> _EXERCISE REQUIREMENTS_: Copy every one of the entries below word for word, changing nothing.

[Items listed in a dataset]
★ ★ ★ ★

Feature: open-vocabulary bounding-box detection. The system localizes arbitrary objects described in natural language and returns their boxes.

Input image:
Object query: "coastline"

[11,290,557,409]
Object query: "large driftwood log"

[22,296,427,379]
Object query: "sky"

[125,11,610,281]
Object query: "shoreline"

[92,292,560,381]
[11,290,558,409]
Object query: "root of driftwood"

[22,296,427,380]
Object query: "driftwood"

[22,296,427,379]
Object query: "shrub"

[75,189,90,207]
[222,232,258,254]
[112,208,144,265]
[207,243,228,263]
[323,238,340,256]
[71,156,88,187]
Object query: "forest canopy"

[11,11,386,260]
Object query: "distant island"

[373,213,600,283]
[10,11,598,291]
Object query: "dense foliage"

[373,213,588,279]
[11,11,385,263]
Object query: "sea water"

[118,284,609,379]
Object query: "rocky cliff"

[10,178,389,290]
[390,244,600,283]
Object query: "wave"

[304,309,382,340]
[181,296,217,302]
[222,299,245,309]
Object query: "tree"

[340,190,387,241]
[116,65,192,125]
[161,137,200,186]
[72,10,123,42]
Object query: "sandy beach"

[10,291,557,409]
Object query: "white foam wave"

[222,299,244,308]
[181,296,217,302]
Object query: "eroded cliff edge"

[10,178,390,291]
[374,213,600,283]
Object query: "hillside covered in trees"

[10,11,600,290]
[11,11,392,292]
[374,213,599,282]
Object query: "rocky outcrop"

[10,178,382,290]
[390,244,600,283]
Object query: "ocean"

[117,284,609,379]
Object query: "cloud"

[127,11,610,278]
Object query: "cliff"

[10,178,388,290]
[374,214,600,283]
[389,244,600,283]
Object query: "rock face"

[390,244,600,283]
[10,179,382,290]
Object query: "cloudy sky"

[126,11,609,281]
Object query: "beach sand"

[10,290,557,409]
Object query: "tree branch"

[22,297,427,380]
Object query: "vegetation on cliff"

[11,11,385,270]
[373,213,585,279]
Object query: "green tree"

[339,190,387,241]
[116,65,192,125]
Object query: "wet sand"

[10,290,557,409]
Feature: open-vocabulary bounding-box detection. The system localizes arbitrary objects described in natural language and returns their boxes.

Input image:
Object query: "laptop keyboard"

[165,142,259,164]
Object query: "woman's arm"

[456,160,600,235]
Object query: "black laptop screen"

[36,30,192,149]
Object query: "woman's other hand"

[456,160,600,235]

★ ★ ★ ★

> _WRITTEN REPLY_:
Feature: open-vocabulary bounding-box detection. The system localizes arbitrary objects described in natural language and returns their boxes.

Input image:
Object query: "coastline"

[11,290,557,409]
Object query: "large driftwood log"

[22,296,427,379]
Object query: "sky"

[125,11,610,281]
Object query: "shoreline"

[92,292,560,381]
[11,290,558,409]
Object query: "root of driftwood"

[22,296,427,380]
Object query: "driftwood"

[22,296,427,379]
Object query: "shrub"

[75,189,90,207]
[222,232,258,254]
[112,208,144,265]
[207,243,228,263]
[323,238,340,256]
[71,156,88,187]
Object query: "forest canopy"

[11,11,386,260]
Object query: "distant island"

[373,213,600,283]
[10,11,598,291]
Object query: "dense foliage"

[373,213,588,279]
[11,11,385,263]
Object query: "sea water"

[118,284,609,379]
Object query: "rocky cliff"

[10,178,389,290]
[390,244,600,283]
Object query: "wave"

[304,309,382,340]
[181,296,217,302]
[222,299,245,309]
Object query: "tree"

[340,190,387,241]
[116,65,192,125]
[161,137,200,186]
[72,10,123,42]
Object query: "sandy beach"

[10,291,557,409]
Object query: "white foam wave"

[222,299,244,308]
[181,296,217,302]
Object query: "eroded cliff edge"

[10,178,390,291]
[374,213,600,283]
Object query: "hillside covered in trees"

[10,11,600,290]
[11,11,392,292]
[374,213,599,282]
Object query: "rocky outcrop"

[10,178,382,290]
[390,244,600,283]
Object query: "ocean"

[117,284,609,379]
Object query: "cloud"

[127,11,610,278]
Object query: "cliff"

[10,178,388,290]
[374,214,600,283]
[389,244,600,283]
Object query: "rock face"

[390,244,600,283]
[10,179,382,290]
Object query: "cloudy sky"

[126,11,609,281]
Object query: "beach sand"

[10,290,557,409]
Object query: "tree branch"

[22,297,427,380]
Object query: "vegetation on cliff"

[11,11,385,270]
[373,213,585,279]
Object query: "green tree"

[339,190,387,241]
[116,65,192,125]
Object query: "wet sand"

[10,290,557,409]
Feature: open-vocabulary bounding-box detection. The system localizes arbitrary objects described in natural language and returns their boxes.

Input image:
Object query: "laptop keyboard"

[165,142,259,164]
Object query: "woman's arm"

[456,160,600,235]
Object query: "black laptop screen"

[36,30,192,149]
Object query: "woman's other hand"

[456,160,600,235]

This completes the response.